Just speaking from my experience but might give you some insight. I was in a situation in which I was frustrated with my wife which I feel led me to an eventual EA. It started off with chatting online. If the chats are sexual in tone then it is him trying to be more than friends. For me it was an ego boost when my wife at home wasn't doing her part for the relationship. Is he wanting more from you? I am by no means able to give the best advice bc obvioulsy I am biased with my own situation. I hate to say it but you talkin to guys might throw it in his face and get him to wake up. I would also think if you point out that he has the real thing over vs. The virtual world maybe he would wake up.
_Posted via Mobile Device_


----------



## MarriedWifeInLove (May 28, 2010)

mirror said:


> Just speaking from my experience but might give you some insight. I was in a situation in which I was frustrated with my wife which I feel led me to an eventual EA. It started off with chatting online. If the chats are sexual in tone then it is him trying to be more than friends. For me it was an ego boost when my wife at home wasn't doing her part for the relationship. Is he wanting more from you? I am by no means able to give the best advice bc obvioulsy I am biased with my own situation. I hate to say it but you talkin to guys might throw it in his face and get him to wake up. I would also think if you point out that he has the real thing over vs. The virtual world maybe he would wake up.
> _Posted via Mobile Device_


Unfortunately, men with a sexual addiction (even those on-line), know it's wrong, know they shouldn't be doing it, know they are taking time away from their families and their spouses, but do it anyway - reason it's called an addiction.

Pointing out that he has the real thing vs the virtual world does nothing. If it did, then my problem with this is my marriage would have disappeared a long time ago.

It's an EGO boost, it's the hidden, excitement charge of it all, it's talking about and looking at things he fantasizes about or doesn't have at home (for whatever reason - not blaming you). It's fantasy all wrapped up in a real person in a virtual world. Someone he doesn't have to perform for, answer to, care about, love or anything that he does with his family and his spouse.

▶ Material provided:

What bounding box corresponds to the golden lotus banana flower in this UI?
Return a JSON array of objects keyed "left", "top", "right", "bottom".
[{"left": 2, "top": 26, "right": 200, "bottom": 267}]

▶ List of tasks:
**1)** Quote the forum thread on online affairs word for word, starting at "Unfortunately, men with" and ending at "long time ago.".
**2)** Continue the forum thread about a husband's online chatting from the point where it stops.

▶ In response:
**1)**
Unfortunately, men with a sexual addiction (even those on-line), know it's wrong, know they shouldn't be doing it, know they are taking time away from their families and their spouses, but do it anyway - reason it's called an addiction.

Pointing out that he has the real thing vs the virtual world does nothing. If it did, then my problem with this is my marriage would have disappeared a long time ago.

**2)**
I've discovered that men have extremely fragile "ego's" (and here I thought us women were fragile - HA), and their need to be desired, admired and wanted, by any female, sometimes overrides their good sense - they let the wrong "head" do the walking and talking.

Either you do what some have done or what I have done.

You either draw a line in the sand and say "I won't tolerate this and if you continue I will have no choice but to leave," and mean it - because of course if he does it again after you give your ultimatum and you DO NOTHING, then he'll know he can continue to get away with it, or

You live with it, like I have learned to do - not take it personally, remember it's not a reflection of you and how you look, how you are in bed, etc., etc., and just realize that men are all ego driven pigs smthumbup and any gal that is humping three men at once while using a vibrator and jumping out of a pool, with perfect hair, breasts and body is ALWAYS going to make them look twice - then you can sleep at night! 

Good luck, if you come up with that magic potion that makes it all go away - let me know where to buy some...


----------



## 4evertrnzplnt (Feb 17, 2012)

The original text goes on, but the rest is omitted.